• Aim:
Can you quote the lines below exactly, starting at the line with "Look at the photo above. For every instance of the street" and going through the last one?

• Input:
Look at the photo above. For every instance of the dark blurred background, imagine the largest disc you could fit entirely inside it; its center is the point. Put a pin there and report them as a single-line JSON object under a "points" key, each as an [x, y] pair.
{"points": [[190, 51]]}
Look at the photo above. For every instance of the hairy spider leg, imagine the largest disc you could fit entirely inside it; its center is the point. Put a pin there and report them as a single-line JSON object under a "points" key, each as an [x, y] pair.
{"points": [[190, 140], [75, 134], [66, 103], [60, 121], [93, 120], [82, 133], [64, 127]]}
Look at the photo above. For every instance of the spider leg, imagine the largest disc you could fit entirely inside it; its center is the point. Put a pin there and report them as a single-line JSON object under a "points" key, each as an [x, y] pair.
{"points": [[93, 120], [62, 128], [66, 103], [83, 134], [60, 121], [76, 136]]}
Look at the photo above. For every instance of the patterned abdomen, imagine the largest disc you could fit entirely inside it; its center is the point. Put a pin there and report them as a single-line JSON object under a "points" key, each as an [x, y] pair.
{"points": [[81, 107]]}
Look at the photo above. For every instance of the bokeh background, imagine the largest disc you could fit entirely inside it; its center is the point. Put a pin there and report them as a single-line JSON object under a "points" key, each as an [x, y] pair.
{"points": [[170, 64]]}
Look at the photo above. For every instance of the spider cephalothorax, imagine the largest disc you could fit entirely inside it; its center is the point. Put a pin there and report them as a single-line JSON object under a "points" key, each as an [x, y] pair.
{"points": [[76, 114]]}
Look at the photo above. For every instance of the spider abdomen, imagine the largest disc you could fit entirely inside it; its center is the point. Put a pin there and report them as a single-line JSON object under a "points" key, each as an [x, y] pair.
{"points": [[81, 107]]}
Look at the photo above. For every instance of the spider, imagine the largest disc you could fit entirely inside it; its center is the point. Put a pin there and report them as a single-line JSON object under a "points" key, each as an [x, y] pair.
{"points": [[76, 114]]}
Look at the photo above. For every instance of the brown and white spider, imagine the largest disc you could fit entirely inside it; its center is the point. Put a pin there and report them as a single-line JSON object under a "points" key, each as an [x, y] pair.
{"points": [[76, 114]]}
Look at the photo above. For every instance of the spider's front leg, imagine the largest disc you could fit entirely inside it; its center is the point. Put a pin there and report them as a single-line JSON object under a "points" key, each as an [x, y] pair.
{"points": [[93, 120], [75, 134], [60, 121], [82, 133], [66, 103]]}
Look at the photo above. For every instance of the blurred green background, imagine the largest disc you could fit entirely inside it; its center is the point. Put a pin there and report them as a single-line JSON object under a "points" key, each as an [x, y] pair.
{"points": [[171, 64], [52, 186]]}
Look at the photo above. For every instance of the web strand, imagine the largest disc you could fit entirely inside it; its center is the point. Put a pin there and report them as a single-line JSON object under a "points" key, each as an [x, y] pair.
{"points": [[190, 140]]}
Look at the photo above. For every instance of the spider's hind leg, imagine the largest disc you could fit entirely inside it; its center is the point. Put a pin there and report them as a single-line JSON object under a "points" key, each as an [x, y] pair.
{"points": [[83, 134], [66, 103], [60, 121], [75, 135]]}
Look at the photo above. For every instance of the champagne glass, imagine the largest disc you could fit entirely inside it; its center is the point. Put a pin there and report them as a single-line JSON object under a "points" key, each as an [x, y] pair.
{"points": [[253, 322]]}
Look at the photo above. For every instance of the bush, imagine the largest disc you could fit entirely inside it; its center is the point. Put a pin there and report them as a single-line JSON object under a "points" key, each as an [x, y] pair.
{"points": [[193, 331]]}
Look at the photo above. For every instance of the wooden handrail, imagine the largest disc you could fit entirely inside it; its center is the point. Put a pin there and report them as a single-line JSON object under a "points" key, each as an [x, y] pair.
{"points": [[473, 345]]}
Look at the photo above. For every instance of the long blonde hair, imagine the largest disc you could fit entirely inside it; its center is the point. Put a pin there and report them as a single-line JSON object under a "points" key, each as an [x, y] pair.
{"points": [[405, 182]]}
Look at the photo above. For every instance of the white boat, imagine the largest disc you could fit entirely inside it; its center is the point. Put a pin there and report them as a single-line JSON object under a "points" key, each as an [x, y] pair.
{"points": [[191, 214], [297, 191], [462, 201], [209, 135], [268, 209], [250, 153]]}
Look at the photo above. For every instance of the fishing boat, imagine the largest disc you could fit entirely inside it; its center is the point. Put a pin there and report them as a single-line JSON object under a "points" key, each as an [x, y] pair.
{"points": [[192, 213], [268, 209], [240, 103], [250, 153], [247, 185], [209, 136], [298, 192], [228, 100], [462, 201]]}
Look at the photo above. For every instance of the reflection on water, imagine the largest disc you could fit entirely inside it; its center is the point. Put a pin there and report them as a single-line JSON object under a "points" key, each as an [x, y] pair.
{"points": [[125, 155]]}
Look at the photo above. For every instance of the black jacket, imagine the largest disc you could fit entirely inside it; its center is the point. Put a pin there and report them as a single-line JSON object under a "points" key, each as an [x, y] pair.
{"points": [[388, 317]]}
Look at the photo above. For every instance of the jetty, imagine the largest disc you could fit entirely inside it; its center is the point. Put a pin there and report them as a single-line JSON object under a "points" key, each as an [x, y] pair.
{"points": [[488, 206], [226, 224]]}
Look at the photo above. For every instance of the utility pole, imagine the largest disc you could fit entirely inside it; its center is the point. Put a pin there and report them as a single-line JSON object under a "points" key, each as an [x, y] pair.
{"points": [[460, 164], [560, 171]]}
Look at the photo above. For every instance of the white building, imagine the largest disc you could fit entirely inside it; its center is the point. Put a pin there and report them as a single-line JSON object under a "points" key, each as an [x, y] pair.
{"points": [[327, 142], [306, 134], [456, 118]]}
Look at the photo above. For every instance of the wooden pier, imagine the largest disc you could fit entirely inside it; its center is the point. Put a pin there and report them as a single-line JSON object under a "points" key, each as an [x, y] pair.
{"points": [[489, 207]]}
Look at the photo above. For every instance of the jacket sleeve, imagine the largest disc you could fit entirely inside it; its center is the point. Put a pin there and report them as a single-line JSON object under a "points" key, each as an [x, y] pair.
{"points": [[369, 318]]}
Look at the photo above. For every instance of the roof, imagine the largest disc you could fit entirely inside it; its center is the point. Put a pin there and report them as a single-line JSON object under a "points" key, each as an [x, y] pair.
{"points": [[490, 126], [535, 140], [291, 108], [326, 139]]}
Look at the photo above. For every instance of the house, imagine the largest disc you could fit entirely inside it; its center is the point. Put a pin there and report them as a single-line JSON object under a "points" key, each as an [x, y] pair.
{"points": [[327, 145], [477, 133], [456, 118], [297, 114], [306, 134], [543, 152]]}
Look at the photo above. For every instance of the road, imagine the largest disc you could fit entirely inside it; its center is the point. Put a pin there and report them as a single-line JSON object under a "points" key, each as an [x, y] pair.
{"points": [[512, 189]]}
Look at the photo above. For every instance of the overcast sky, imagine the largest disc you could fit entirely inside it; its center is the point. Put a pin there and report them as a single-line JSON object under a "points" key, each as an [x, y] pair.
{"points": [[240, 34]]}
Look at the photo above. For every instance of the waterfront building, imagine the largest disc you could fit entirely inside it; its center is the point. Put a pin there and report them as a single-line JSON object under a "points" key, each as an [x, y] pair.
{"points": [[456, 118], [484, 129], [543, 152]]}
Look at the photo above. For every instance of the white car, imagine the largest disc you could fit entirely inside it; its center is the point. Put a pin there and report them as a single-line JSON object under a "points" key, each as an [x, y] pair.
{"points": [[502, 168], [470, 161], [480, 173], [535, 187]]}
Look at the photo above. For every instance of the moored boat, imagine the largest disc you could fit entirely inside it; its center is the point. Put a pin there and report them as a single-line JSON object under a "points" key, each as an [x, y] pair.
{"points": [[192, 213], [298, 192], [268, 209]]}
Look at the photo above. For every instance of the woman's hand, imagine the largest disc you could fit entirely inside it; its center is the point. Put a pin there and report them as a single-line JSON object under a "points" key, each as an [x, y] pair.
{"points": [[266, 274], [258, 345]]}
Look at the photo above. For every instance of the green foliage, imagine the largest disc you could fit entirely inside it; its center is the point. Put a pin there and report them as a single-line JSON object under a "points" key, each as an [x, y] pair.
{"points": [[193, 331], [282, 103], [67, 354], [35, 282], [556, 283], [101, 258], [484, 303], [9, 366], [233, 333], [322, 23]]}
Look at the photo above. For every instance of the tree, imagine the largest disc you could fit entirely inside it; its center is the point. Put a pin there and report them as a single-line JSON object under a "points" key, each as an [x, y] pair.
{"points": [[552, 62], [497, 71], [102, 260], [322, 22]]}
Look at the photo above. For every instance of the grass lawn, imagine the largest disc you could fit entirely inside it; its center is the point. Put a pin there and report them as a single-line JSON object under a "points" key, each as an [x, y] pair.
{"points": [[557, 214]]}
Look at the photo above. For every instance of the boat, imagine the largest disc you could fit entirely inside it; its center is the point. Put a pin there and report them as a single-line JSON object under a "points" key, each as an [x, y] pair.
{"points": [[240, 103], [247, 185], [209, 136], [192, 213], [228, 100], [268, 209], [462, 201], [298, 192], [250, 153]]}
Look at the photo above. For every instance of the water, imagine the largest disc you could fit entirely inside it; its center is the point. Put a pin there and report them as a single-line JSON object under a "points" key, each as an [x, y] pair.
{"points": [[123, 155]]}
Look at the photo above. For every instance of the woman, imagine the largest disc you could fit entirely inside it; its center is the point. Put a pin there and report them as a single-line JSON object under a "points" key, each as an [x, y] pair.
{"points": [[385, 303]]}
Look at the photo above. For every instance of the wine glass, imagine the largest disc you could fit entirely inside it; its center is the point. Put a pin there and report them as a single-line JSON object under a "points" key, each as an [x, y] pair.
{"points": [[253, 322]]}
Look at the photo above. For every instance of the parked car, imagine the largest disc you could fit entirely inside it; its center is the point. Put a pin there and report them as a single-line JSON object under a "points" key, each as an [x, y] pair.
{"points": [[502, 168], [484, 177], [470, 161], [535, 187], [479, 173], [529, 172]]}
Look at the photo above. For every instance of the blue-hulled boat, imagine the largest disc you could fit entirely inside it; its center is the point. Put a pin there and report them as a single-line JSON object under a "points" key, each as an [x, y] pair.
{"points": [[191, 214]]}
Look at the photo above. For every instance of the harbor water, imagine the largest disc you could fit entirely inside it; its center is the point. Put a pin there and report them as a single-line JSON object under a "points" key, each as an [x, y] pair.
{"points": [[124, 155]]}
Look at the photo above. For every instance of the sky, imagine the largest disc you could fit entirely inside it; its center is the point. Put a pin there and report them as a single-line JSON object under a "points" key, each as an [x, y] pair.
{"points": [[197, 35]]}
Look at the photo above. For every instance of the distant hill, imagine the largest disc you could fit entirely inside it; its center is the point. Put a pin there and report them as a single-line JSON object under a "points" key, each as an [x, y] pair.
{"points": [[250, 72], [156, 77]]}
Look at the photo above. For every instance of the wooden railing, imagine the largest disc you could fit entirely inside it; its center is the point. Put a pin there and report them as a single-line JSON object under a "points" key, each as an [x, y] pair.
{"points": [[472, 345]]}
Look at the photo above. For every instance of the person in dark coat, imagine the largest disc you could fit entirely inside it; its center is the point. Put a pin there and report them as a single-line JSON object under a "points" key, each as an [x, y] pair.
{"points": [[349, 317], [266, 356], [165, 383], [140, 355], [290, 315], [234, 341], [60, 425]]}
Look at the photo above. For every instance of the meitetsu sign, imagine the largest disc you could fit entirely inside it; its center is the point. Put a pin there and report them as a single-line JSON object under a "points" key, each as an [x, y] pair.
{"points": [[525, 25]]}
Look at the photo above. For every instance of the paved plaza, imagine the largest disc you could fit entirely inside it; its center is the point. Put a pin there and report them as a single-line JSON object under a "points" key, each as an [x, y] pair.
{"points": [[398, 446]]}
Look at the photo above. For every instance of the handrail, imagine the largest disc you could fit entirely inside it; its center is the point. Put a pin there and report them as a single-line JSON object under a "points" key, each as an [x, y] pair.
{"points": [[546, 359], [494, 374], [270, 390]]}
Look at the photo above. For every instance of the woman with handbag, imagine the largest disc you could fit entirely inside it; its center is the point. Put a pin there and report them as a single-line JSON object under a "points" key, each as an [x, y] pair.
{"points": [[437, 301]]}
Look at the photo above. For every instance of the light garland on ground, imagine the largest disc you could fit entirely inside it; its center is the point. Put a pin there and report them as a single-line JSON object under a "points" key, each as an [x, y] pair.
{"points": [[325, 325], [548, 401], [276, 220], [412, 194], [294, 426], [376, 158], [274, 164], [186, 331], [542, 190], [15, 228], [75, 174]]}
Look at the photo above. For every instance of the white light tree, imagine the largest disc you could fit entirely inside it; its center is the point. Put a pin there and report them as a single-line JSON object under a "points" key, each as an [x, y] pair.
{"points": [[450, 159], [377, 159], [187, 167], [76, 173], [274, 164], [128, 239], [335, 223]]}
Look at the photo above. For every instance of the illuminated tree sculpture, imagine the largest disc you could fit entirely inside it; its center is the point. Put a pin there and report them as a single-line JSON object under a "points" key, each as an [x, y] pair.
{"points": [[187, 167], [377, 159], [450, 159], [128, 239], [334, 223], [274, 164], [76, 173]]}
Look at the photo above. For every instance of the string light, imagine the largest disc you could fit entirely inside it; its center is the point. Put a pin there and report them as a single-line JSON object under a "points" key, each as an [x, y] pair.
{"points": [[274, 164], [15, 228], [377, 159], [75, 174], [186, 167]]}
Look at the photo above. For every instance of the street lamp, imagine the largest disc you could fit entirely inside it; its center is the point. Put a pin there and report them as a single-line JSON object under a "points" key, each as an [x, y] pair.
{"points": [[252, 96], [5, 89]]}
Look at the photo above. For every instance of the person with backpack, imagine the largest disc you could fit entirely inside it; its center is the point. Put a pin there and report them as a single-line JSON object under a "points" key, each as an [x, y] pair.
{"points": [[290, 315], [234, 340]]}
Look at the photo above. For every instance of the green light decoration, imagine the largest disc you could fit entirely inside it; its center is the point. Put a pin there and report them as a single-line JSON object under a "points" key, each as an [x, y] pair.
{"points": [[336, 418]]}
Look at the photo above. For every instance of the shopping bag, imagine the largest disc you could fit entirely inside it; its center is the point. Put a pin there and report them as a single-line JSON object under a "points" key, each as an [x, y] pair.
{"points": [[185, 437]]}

• Exercise result:
Look at the photo above. For every instance of the street lamp, imagine the largest disc you could fit entirely inside it; its center is the point. Put a pin there and report them as a single-line JSON object under a "points" key, each as an [x, y] pair.
{"points": [[252, 96], [5, 89]]}
Look at the photo above. For every instance of the person with backpack, imagine the largest disc you could fit entirely inside it; its center is the point. Put a pin there and report them as a single-line JSON object under a "points" key, each as an [x, y] pair.
{"points": [[290, 315], [234, 340]]}
Look at the photo above. For every instance of the green light decoration, imagine the largest disc you could fit entirely inside it; its center is the point. Put a pin there and report them as a single-line JSON object under a "points" key, each as an [x, y] pair.
{"points": [[336, 418]]}
Look at the photo above. For every instance of the shopping bag, imagine the largest disc you could fit entirely inside it; its center is the point. Put a pin there and report them as a single-line JSON object under a "points" key, each as an [x, y] pair.
{"points": [[185, 437]]}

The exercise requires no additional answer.